▶ _What is being asked_
Print every one of the rows below word for word, but leave out the pictures.

--- --- ---

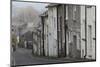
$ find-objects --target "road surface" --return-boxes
[11,48,95,66]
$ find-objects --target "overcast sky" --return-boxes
[12,1,47,16]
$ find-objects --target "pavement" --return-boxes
[11,48,95,66]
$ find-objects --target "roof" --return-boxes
[46,3,59,8]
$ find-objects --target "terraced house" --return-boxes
[34,4,96,59]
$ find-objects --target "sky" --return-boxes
[12,1,48,14]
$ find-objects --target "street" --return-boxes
[12,48,94,66]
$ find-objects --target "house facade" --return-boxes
[36,4,96,59]
[81,6,96,59]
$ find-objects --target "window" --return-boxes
[73,6,76,20]
[66,6,68,20]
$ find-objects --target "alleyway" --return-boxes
[12,48,95,65]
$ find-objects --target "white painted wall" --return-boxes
[87,7,95,59]
[80,6,85,58]
[48,7,58,57]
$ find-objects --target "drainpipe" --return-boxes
[84,6,87,58]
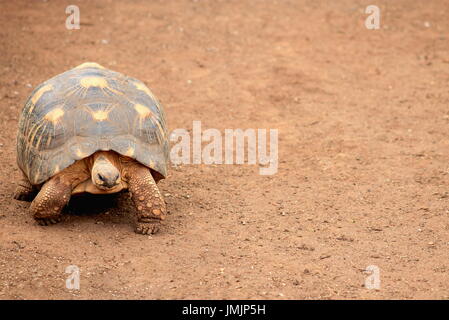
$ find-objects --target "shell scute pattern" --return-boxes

--- --- ---

▶ _Solution to this problem_
$ find-objects --target "road surface" --return-boxes
[11,48,95,66]
$ find-objects --target "overcast sky" --return-boxes
[12,1,47,16]
$ find-objects --target "pavement" --return-boxes
[11,48,95,66]
$ find-objects --target "roof" --return-boxes
[46,3,59,8]
$ find-objects --target "terraced house" --return-boxes
[34,4,96,59]
$ find-objects --target "sky" --return-boxes
[12,1,48,14]
$ find-objects --target "street" --return-boxes
[12,48,94,66]
$ find-objects --target "house facade" --return-boxes
[36,4,96,59]
[81,6,96,59]
$ find-objects --target "window" --return-boxes
[73,6,76,20]
[66,6,68,20]
$ find-objects --target "alleyway" --return-boxes
[12,48,95,65]
$ find-objects --target "white painted wall" --return-boxes
[87,7,95,59]
[80,6,85,58]
[48,7,58,57]
$ find-objects --target "drainpipe" --return-boxes
[84,6,87,58]
$ find-objects --target "shell scute pattern" --return-boxes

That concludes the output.